◆ What needs to be done
Report how many lines in the entries below have the word "detect" in them, and give no other words.

◆ Data for review
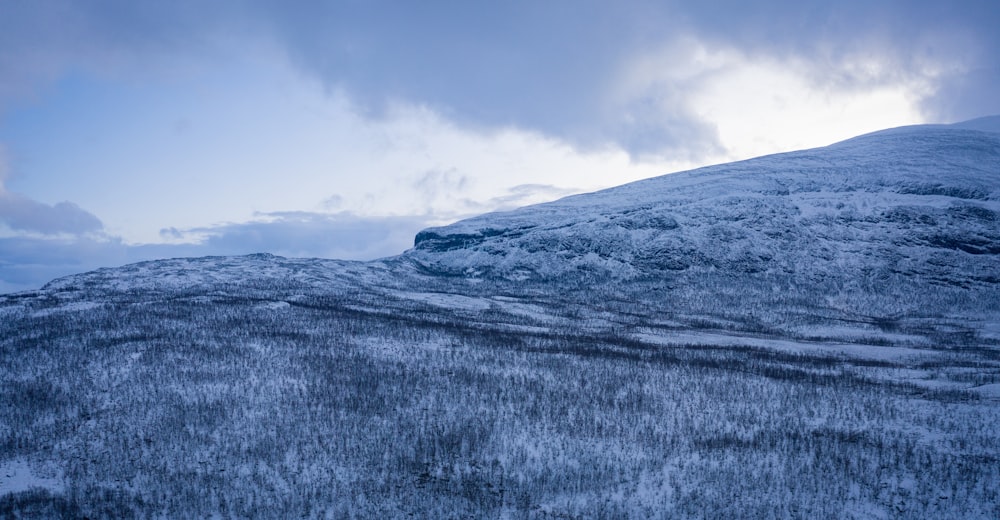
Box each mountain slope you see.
[407,124,1000,344]
[412,125,1000,282]
[1,121,999,518]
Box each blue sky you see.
[1,0,998,293]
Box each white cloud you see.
[612,37,936,162]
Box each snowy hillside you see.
[0,120,998,517]
[412,124,1000,285]
[407,123,1000,345]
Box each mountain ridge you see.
[16,117,1000,297]
[8,119,996,352]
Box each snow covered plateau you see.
[1,119,999,517]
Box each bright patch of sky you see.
[612,37,932,161]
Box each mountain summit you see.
[1,120,998,517]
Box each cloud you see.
[0,118,104,237]
[659,1,1000,122]
[249,0,1000,154]
[4,1,996,158]
[0,61,679,246]
[0,191,104,236]
[0,0,253,112]
[612,37,933,161]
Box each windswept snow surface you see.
[1,121,998,517]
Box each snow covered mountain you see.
[413,122,1000,283]
[405,119,1000,345]
[1,119,998,517]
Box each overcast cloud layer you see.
[0,1,998,292]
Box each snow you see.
[0,122,992,366]
[409,126,1000,303]
[970,383,1000,399]
[39,254,368,295]
[258,301,291,311]
[786,325,932,346]
[393,291,494,312]
[977,320,1000,342]
[0,119,997,518]
[0,459,63,497]
[631,332,937,363]
[30,300,100,318]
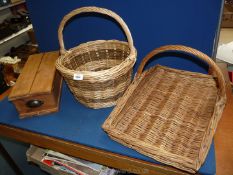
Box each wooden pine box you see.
[8,51,62,118]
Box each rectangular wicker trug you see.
[102,45,226,173]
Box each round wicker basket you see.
[56,7,137,109]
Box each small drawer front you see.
[12,93,58,118]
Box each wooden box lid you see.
[9,51,59,100]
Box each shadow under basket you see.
[102,45,226,173]
[56,7,137,109]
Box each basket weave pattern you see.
[102,45,226,173]
[56,7,137,108]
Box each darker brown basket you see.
[102,45,226,173]
[55,7,137,109]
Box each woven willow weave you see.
[56,7,137,108]
[102,45,226,173]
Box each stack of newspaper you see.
[26,145,118,175]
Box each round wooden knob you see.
[26,100,44,108]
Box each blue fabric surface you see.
[8,1,221,174]
[0,84,215,175]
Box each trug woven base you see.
[102,65,225,173]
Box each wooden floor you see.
[214,63,233,175]
[214,28,233,175]
[215,94,233,175]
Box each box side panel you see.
[52,71,63,109]
[9,54,43,99]
[30,51,59,95]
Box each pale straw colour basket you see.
[56,7,137,109]
[102,45,226,173]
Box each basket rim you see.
[56,40,137,78]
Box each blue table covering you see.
[0,83,215,175]
[20,1,221,174]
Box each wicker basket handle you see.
[58,6,134,56]
[137,45,226,97]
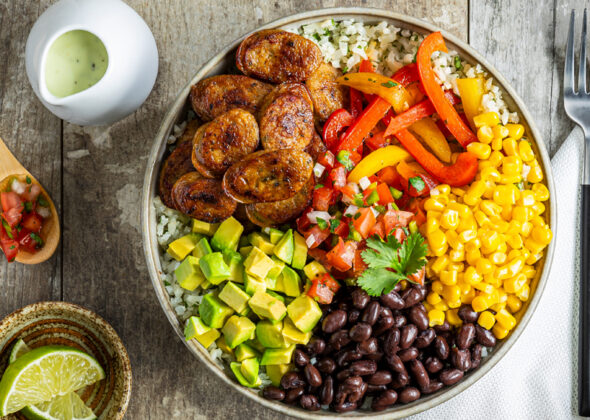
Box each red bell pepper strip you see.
[365,130,389,151]
[392,63,420,86]
[395,129,478,187]
[383,99,436,137]
[349,88,363,118]
[417,32,477,148]
[358,60,377,102]
[323,108,355,151]
[337,97,391,152]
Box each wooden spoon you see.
[0,137,60,264]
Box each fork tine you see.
[566,10,576,94]
[581,9,588,94]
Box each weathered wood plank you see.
[0,0,62,318]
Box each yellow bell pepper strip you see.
[336,97,391,153]
[417,32,477,148]
[409,117,452,163]
[456,77,485,131]
[347,145,411,183]
[336,73,411,114]
[395,129,478,187]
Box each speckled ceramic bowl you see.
[142,8,557,419]
[0,302,132,420]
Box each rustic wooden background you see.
[0,0,579,418]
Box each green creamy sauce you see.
[44,30,108,98]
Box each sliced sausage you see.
[177,119,200,145]
[236,29,322,83]
[222,149,313,204]
[190,74,272,122]
[172,172,237,223]
[305,61,348,122]
[245,175,313,226]
[258,83,314,151]
[192,109,259,178]
[304,130,327,162]
[159,140,195,209]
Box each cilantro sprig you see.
[357,232,428,296]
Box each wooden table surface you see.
[0,0,579,418]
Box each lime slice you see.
[0,346,105,416]
[9,339,32,364]
[20,392,97,420]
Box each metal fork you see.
[564,8,590,417]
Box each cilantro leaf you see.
[380,80,398,88]
[329,218,341,233]
[316,217,328,230]
[336,150,355,171]
[409,176,426,193]
[362,235,401,270]
[357,267,405,296]
[398,232,428,278]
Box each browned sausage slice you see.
[258,83,314,151]
[190,74,272,121]
[158,140,195,209]
[192,109,260,178]
[305,61,348,122]
[172,172,237,223]
[222,149,313,204]
[177,119,200,145]
[245,176,313,227]
[236,29,322,83]
[304,130,327,162]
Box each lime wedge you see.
[9,339,32,364]
[20,392,97,420]
[0,346,105,416]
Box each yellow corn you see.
[467,142,492,160]
[532,183,549,201]
[446,308,462,325]
[506,123,525,140]
[477,310,496,329]
[474,112,500,128]
[477,126,494,144]
[428,309,445,327]
[492,125,509,140]
[527,159,544,183]
[493,324,510,339]
[495,309,516,330]
[427,292,442,305]
[440,209,460,230]
[518,140,534,162]
[471,295,489,312]
[502,138,518,156]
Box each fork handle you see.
[580,184,590,416]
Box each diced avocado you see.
[248,232,275,254]
[199,252,230,284]
[244,272,267,295]
[239,235,250,248]
[174,256,205,291]
[292,231,308,270]
[248,291,287,321]
[235,343,259,362]
[303,260,327,280]
[282,317,312,345]
[266,364,293,387]
[219,282,250,313]
[192,237,213,259]
[192,219,219,235]
[216,336,234,356]
[221,315,256,349]
[266,290,285,303]
[245,338,266,353]
[280,266,302,297]
[167,233,201,261]
[195,329,220,349]
[244,247,275,280]
[239,246,253,259]
[223,249,244,283]
[200,279,212,289]
[230,362,261,388]
[274,274,285,293]
[184,316,211,340]
[256,320,287,348]
[260,345,295,366]
[211,217,243,252]
[240,357,260,384]
[265,257,285,291]
[287,295,322,333]
[199,294,234,328]
[273,229,294,264]
[269,228,285,244]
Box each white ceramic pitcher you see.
[25,0,159,126]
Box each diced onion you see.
[307,211,332,224]
[313,163,325,178]
[359,176,371,190]
[11,179,25,194]
[370,207,380,218]
[306,234,316,248]
[344,205,358,217]
[37,206,51,219]
[347,182,360,194]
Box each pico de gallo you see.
[0,176,51,262]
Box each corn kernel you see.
[506,234,523,249]
[443,285,461,302]
[516,284,530,301]
[518,140,534,162]
[463,266,482,285]
[472,295,489,312]
[503,155,523,175]
[440,270,458,286]
[432,280,444,294]
[489,151,504,167]
[532,225,552,245]
[490,252,507,265]
[518,190,535,207]
[506,123,525,140]
[491,137,503,151]
[446,308,462,325]
[467,142,492,160]
[428,309,445,327]
[466,249,482,266]
[480,167,501,182]
[456,215,477,233]
[531,202,546,217]
[427,292,442,305]
[449,263,465,272]
[428,229,447,249]
[522,265,536,279]
[492,324,510,339]
[474,112,500,128]
[424,198,446,212]
[461,287,476,304]
[475,258,494,275]
[426,216,440,234]
[493,185,520,206]
[431,255,449,274]
[449,248,465,262]
[525,252,542,265]
[495,309,516,330]
[531,183,549,201]
[524,237,545,254]
[473,282,495,294]
[492,125,509,140]
[440,209,460,230]
[434,301,449,311]
[527,160,544,183]
[512,206,529,223]
[507,295,523,313]
[465,238,482,252]
[502,138,518,156]
[477,311,496,329]
[521,221,533,237]
[477,126,494,143]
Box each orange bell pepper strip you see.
[409,118,452,163]
[394,129,478,187]
[417,32,477,148]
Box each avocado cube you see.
[266,290,285,303]
[192,237,213,259]
[199,252,231,285]
[167,233,201,261]
[195,329,221,349]
[184,316,211,340]
[292,231,308,269]
[266,364,293,387]
[199,294,234,328]
[192,219,219,235]
[211,217,243,252]
[216,336,234,356]
[219,282,250,313]
[241,357,260,385]
[244,272,267,295]
[222,315,256,349]
[268,228,285,244]
[200,279,212,290]
[248,232,275,254]
[282,317,312,345]
[303,260,327,280]
[245,338,266,353]
[287,295,322,333]
[280,266,302,297]
[248,291,287,321]
[260,345,296,366]
[223,249,244,283]
[235,343,259,362]
[265,257,285,291]
[173,256,205,291]
[244,247,275,280]
[274,274,286,294]
[273,229,294,264]
[239,246,253,259]
[230,362,261,388]
[256,320,288,348]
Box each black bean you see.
[398,346,419,362]
[371,389,398,411]
[399,386,421,403]
[380,291,405,310]
[305,337,326,355]
[380,307,393,319]
[357,337,379,355]
[361,301,381,326]
[434,336,450,360]
[383,328,400,356]
[471,344,483,370]
[415,285,428,300]
[329,330,351,351]
[421,381,444,394]
[373,316,395,336]
[367,384,387,394]
[458,304,479,323]
[350,322,372,342]
[439,368,464,385]
[300,394,320,411]
[284,386,305,404]
[351,288,370,309]
[415,328,436,348]
[401,288,422,307]
[293,349,310,367]
[434,320,451,332]
[348,309,360,324]
[457,323,476,349]
[337,302,350,312]
[409,305,430,331]
[350,359,377,376]
[408,359,430,388]
[262,386,285,401]
[280,372,305,390]
[385,354,406,373]
[316,357,336,374]
[424,356,444,374]
[393,282,402,292]
[348,381,368,403]
[323,310,347,333]
[368,370,393,385]
[393,314,407,328]
[320,376,334,405]
[336,349,362,367]
[400,324,418,349]
[390,370,410,389]
[304,364,323,387]
[365,351,384,362]
[336,368,353,381]
[333,401,357,413]
[475,325,497,347]
[341,375,363,394]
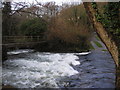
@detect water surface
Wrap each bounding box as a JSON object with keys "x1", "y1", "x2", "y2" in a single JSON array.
[{"x1": 2, "y1": 49, "x2": 115, "y2": 88}]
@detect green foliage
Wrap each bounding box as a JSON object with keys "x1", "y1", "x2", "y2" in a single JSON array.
[
  {"x1": 102, "y1": 49, "x2": 107, "y2": 51},
  {"x1": 103, "y1": 3, "x2": 119, "y2": 28},
  {"x1": 102, "y1": 2, "x2": 120, "y2": 43},
  {"x1": 95, "y1": 13, "x2": 103, "y2": 22},
  {"x1": 92, "y1": 2, "x2": 103, "y2": 22},
  {"x1": 91, "y1": 2, "x2": 98, "y2": 10},
  {"x1": 92, "y1": 2, "x2": 120, "y2": 44},
  {"x1": 94, "y1": 41, "x2": 102, "y2": 48},
  {"x1": 20, "y1": 18, "x2": 47, "y2": 36}
]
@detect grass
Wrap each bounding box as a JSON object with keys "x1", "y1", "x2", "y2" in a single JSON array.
[
  {"x1": 94, "y1": 41, "x2": 102, "y2": 48},
  {"x1": 89, "y1": 44, "x2": 94, "y2": 50},
  {"x1": 95, "y1": 36, "x2": 100, "y2": 41},
  {"x1": 102, "y1": 49, "x2": 107, "y2": 51}
]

◆ Response to this task
3